### 提示文:
* * * * * * * * *
【相続の良いトコ取り作戦|債務・望まぬ不動産を承継しない×欲しい財産は承継】

1 相続で『押し付け合う』というレアな状況|活用できない不動産・相続債務
2 相続で『欲しい財産を承継』かつ『ネガティブ財産の承継を回避』する|良いトコ取り作戦
3 『望まぬ不動産』を国に押し付ける作戦
4 『特定遺贈』を使った『良いトコ取り作戦』|債務は負わぬがプラス財産はもらう
5 『特定遺贈+相続放棄』への相続債権者の対抗策|相続財産分離・差押など
6 『生前贈与』を使った『良いトコ取り作戦』|債務は負わぬがプラス財産はもらう
7 『生前贈与+相続放棄』への相続債権者の対抗策
8 『良いトコ取り作戦』への相続債権者の対抗策|まとめ

1 相続で『押し付け合う』というレアな状況|活用できない不動産・相続債務

相続では『相続人間で財産を取り合う』ということがよく生じます。
しかし中には『押し付け合う』場面もあります。

<相続で『押し付け合う』財産の典型例>

あ 活用できない不動産

承継すると『所有』自体がリスク・コストとなる

い 被相続人の債務=相続債務

『相続人が承継する』というのが原則である

2 相続で『欲しい財産を承継』かつ『ネガティブ財産の承継を回避』する|良いトコ取り作戦

いずれも『相続放棄』をすれば『承継しないで済む』ことになります。
* * * * * * * * *
### 設問 A:
抜粋行のうち、"the girl's forehead?" を含む行から抜粋行の最後までをすべて、空行を除いてMarkdownの表に書き直しなさい。列名は「番号」と「記載」とします。

### 抜粋行:
* * * * * * * * *
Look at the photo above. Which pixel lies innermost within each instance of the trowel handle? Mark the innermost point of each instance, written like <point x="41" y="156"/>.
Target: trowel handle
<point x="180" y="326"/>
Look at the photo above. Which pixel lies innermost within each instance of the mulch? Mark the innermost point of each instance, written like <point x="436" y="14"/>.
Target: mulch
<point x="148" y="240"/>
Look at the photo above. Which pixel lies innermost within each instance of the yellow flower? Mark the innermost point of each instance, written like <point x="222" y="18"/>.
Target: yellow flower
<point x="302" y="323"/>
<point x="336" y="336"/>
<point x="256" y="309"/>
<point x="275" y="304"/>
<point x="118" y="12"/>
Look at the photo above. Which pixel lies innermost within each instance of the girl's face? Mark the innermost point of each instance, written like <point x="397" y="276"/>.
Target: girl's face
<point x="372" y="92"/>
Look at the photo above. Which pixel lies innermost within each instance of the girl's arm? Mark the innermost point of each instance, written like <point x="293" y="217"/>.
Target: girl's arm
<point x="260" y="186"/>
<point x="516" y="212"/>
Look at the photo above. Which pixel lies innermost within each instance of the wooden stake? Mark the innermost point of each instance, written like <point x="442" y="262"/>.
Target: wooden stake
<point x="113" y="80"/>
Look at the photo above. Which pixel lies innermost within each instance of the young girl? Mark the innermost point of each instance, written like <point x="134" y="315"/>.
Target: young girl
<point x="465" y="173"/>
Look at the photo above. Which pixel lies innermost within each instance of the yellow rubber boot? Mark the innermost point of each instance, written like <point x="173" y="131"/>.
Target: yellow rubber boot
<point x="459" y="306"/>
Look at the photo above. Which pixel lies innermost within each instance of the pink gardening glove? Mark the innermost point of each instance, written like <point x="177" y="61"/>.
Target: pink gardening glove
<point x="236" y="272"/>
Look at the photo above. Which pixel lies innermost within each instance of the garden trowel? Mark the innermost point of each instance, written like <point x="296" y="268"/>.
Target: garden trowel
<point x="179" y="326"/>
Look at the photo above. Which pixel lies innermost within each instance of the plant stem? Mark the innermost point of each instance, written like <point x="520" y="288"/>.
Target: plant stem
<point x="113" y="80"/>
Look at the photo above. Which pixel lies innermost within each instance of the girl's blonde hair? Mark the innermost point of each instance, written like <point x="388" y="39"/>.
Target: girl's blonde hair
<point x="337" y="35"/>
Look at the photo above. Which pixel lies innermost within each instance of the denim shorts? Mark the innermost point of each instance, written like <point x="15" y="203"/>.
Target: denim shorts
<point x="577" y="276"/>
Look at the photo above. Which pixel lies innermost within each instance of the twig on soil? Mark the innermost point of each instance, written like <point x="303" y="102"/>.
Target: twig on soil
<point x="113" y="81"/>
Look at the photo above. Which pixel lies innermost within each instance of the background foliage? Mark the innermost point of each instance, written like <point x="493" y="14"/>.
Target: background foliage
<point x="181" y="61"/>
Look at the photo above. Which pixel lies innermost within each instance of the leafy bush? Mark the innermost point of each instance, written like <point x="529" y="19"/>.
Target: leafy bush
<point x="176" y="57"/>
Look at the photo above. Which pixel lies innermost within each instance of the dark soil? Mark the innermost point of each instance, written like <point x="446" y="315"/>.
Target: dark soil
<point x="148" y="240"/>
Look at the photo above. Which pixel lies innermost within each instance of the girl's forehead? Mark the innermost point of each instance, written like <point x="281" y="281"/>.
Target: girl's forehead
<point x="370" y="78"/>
* * * * * * * * *
### 設問 B:
提示文によると、被相続人の債務は原則として誰が承継しますか。

### 正答 A:
| 番号 | 記載 |
|---|---|
| 1 | Look at the photo above. Which pixel lies innermost within each instance of the girl's forehead? Mark the innermost point of each instance, written like <point x="281" y="281"/>. |
| 2 | Target: girl's forehead |
| 3 | <point x="370" y="78"/> |

### 正答 B:
相続人